--- Provided material Enclosed Below ---

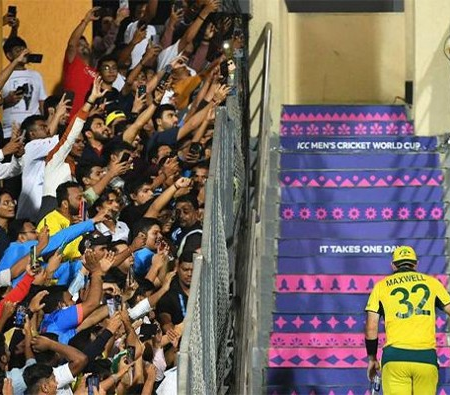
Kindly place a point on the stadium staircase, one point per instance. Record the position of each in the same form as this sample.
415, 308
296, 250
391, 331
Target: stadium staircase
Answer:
354, 183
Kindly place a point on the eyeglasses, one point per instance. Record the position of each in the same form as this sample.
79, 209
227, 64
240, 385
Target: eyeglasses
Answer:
9, 203
109, 68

--- End of Enclosed Provided material ---

Task objective:
Each record above needs to be retyped exactly, without any pictures.

Result of the exercise:
Kindly place a point on the stadium staircase, one point per instance. Record the position of each in the same form as this sample.
415, 308
296, 250
391, 331
Target: stadium staircase
Answer:
354, 183
Kindly place a point on the eyeglasses, one point per instance. Record the position of each in the same form as this sample.
79, 209
227, 64
240, 385
Target: eyeglasses
Answer:
9, 203
109, 68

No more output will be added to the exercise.